Page excerpt:

Last week we were all subjected to the usual quarterly avalanche of statistics from the Ministry of Justice on all things to do with our courts system. These included Family Court statistics for April to June this year and legal aid statistics for the same period. They cannot have made happy reading for members of HM Government, and their policy of removing legal aid from most private law family matters.

The statistics told us many things, but I’m going to concentrate here on just three.

Firstly, the most obvious result of abolishing legal aid was of course that the courts would be faced with having to deal with far more litigants in person. It is therefore no surprise that the latest statistics show that in 34 per cent of cases in the family court neither the applicant nor respondent were represented. This proportion is at its highest since legal aid was abolished in 2013, showing that the increase is still continuing (the figure was around 17 per cent prior to the abolition of legal aid). Cases where both parties are represented has fallen from around 40 per cent to around 27 per cent.

The effect of the increase in litigants in person upon the operation of the courts must be immense, with judges having to spend huge amounts of their time having to explain basic procedure to the parties (no disrespect intended to them). The other side of the coin is that many of those litigants will have their cases less well prepared, meaning that their chances of success are diminished.

And what is the government doing about this problem? Well, on Friday last week the Law Society Gazette told us, in a piece with the headline “MoJ ‘spending millions’ to cope with LiPs”. The derisive roars of “I told you so!” from five thousand family lawyers were deafening. Now, I know that the amount the government is spending is a fraction of what it saved on legal aid, but the irony is clear for all to see.

Information given:
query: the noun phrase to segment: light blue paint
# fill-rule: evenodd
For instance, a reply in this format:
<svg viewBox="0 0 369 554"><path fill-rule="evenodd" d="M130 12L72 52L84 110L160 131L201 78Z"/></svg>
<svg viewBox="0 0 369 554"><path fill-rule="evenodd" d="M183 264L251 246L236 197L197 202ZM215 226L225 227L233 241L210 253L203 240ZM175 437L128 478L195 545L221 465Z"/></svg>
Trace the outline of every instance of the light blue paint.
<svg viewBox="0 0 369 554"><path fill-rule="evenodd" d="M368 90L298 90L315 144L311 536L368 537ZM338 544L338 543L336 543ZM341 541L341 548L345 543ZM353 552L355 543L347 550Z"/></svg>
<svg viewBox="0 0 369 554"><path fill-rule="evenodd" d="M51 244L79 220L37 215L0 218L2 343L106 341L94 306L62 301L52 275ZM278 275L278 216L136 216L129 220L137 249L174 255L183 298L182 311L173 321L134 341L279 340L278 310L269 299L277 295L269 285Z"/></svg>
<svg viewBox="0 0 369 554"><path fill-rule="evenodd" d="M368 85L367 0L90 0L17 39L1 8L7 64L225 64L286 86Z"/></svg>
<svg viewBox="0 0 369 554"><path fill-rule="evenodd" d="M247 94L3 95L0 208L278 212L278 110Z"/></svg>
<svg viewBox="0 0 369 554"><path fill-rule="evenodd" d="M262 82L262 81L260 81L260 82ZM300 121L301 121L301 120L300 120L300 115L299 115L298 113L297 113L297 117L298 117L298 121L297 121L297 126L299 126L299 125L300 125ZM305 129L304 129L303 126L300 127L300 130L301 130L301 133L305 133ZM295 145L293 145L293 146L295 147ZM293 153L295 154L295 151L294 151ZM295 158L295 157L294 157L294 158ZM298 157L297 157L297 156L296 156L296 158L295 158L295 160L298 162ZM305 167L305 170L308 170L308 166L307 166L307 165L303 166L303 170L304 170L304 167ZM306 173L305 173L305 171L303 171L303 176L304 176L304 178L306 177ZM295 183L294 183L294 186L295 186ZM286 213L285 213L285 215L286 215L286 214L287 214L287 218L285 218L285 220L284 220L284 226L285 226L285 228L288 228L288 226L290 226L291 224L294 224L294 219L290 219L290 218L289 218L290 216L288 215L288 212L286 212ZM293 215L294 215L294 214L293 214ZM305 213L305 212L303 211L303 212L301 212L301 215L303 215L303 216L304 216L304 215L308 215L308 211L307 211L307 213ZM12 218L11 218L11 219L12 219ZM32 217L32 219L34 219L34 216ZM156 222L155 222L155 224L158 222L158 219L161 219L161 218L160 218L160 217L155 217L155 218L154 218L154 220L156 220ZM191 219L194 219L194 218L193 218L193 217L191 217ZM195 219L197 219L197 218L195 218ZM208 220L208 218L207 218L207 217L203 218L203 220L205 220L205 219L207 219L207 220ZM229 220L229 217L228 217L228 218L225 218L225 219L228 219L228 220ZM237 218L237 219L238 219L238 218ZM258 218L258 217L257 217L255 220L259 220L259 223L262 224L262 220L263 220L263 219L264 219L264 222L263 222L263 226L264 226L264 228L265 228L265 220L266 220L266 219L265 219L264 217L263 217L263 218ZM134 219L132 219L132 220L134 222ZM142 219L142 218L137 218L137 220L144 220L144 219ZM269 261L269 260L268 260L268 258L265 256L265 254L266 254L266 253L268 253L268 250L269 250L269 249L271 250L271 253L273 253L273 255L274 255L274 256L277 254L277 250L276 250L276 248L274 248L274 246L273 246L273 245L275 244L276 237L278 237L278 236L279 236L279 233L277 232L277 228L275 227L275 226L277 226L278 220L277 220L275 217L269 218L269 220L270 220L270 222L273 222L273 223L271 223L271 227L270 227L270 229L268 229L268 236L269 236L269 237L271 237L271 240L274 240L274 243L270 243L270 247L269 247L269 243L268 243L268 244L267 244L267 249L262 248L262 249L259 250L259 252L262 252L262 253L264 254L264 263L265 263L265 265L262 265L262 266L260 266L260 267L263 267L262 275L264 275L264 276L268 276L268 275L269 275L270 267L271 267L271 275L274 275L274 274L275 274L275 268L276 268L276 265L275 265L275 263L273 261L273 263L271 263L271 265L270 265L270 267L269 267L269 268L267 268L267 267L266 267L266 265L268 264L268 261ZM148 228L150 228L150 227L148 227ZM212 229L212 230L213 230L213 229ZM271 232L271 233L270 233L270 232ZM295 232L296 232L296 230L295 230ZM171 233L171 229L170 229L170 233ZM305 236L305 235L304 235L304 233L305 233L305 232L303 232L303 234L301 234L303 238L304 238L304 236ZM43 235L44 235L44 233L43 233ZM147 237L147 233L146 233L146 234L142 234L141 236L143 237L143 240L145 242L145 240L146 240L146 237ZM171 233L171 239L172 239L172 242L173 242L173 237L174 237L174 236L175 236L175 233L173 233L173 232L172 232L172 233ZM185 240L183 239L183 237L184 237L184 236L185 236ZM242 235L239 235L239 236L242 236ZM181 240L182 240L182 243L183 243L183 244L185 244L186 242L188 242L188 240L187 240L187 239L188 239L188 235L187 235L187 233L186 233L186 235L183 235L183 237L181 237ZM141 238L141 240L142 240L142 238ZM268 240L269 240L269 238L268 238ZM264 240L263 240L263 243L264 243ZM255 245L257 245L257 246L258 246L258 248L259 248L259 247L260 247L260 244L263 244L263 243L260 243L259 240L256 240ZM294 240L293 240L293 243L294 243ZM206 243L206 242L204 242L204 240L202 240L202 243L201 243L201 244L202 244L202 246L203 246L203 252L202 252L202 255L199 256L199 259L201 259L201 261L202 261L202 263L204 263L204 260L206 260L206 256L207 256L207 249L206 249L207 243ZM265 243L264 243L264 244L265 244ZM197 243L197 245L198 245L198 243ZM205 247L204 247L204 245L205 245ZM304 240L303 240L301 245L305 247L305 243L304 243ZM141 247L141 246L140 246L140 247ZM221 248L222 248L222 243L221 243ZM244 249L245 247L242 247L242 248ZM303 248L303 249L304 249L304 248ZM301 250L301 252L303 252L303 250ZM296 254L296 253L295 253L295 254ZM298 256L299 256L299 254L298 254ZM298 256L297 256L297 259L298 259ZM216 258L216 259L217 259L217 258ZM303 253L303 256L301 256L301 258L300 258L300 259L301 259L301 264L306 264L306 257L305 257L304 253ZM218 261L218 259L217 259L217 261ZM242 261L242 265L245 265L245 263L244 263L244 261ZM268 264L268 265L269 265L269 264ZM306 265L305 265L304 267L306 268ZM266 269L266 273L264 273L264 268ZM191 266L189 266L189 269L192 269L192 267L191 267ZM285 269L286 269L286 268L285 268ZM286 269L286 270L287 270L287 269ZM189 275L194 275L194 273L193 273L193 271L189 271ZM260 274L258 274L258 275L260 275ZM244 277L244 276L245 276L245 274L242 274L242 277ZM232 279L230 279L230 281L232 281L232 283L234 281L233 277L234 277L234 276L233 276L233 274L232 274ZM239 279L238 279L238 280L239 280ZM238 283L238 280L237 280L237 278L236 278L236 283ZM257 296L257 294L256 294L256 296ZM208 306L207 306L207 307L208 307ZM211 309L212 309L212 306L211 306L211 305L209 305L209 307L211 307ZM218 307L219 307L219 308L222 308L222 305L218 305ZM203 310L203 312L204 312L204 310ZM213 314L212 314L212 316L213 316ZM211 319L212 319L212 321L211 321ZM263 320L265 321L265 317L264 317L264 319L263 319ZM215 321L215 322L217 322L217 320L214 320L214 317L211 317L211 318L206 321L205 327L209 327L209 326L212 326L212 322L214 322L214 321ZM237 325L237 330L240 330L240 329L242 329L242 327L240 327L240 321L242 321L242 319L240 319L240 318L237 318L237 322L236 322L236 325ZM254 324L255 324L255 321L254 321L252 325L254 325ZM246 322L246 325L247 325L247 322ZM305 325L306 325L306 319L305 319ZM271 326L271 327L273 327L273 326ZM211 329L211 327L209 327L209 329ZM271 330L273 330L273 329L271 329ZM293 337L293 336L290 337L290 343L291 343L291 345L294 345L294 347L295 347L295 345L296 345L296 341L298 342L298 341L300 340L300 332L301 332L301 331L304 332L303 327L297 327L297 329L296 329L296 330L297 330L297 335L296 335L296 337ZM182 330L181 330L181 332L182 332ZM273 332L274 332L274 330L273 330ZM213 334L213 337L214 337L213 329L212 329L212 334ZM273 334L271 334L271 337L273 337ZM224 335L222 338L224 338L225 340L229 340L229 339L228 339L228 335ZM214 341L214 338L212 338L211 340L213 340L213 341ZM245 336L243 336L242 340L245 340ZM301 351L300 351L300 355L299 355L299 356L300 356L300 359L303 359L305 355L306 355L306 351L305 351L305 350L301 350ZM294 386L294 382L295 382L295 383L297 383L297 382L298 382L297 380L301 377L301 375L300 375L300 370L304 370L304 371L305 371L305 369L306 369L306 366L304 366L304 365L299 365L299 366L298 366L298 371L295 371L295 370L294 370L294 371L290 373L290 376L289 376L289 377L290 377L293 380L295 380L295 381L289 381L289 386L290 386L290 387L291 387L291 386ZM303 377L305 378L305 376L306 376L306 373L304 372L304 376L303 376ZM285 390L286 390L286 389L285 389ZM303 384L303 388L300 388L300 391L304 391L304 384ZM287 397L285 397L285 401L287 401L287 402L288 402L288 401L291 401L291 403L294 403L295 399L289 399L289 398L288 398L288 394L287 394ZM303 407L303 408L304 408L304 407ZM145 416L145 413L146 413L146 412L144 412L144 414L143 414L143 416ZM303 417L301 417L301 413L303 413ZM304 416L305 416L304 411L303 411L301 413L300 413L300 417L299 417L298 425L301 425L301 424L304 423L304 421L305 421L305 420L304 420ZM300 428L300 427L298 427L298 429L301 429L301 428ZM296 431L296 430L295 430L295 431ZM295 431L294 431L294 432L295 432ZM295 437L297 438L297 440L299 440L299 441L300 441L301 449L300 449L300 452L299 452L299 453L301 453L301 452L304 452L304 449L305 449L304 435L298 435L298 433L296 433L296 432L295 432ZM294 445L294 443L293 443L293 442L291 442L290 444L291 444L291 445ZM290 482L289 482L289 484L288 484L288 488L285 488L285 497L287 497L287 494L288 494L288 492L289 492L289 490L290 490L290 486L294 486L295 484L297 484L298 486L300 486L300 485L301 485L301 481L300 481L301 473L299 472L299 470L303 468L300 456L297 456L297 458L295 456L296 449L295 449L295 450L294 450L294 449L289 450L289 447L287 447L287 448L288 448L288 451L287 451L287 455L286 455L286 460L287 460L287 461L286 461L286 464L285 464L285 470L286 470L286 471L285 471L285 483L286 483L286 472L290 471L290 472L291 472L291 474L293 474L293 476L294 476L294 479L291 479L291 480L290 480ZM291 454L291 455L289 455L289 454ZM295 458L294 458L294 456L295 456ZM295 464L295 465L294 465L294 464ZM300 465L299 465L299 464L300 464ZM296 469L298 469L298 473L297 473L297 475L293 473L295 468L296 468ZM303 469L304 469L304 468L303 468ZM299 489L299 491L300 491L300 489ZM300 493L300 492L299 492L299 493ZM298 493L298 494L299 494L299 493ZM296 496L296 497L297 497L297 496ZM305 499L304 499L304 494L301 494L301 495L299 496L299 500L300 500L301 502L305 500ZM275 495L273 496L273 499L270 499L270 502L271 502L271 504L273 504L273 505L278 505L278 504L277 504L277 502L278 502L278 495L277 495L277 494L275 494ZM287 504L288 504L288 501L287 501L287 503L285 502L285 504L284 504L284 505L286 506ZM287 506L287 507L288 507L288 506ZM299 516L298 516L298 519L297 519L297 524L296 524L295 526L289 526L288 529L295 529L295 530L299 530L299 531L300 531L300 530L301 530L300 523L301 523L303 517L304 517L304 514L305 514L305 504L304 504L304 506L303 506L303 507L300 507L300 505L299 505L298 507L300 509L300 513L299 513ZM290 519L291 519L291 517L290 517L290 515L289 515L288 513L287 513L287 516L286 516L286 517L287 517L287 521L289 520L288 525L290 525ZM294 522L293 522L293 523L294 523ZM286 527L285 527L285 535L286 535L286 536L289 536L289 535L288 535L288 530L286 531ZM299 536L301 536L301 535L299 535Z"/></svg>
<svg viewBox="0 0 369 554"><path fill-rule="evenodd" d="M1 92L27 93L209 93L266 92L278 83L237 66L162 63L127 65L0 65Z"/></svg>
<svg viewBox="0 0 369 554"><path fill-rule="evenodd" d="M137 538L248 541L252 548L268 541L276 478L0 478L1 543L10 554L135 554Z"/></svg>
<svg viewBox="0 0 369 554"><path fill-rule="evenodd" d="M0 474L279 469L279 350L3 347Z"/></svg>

Tasks to perform:
(1) Retype the family court statistics piece word for word, starting at "The effect of" and ending at "all to see.".
(2) According to the family court statistics piece, why are the chances of success diminished for many litigants in person? Answer in one to three sentences.
The material above comes from a separate source, not from the same place as the text.

Solutions:
(1)
The effect of the increase in litigants in person upon the operation of the courts must be immense, with judges having to spend huge amounts of their time having to explain basic procedure to the parties (no disrespect intended to them). The other side of the coin is that many of those litigants will have their cases less well prepared, meaning that their chances of success are diminished.

And what is the government doing about this problem? Well, on Friday last week the Law Society Gazette told us, in a piece with the headline “MoJ ‘spending millions’ to cope with LiPs”. The derisive roars of “I told you so!” from five thousand family lawyers were deafening. Now, I know that the amount the government is spending is a fraction of what it saved on legal aid, but the irony is clear for all to see.

(2) Many of those litigants will have their cases less well prepared, which lowers their chances of success.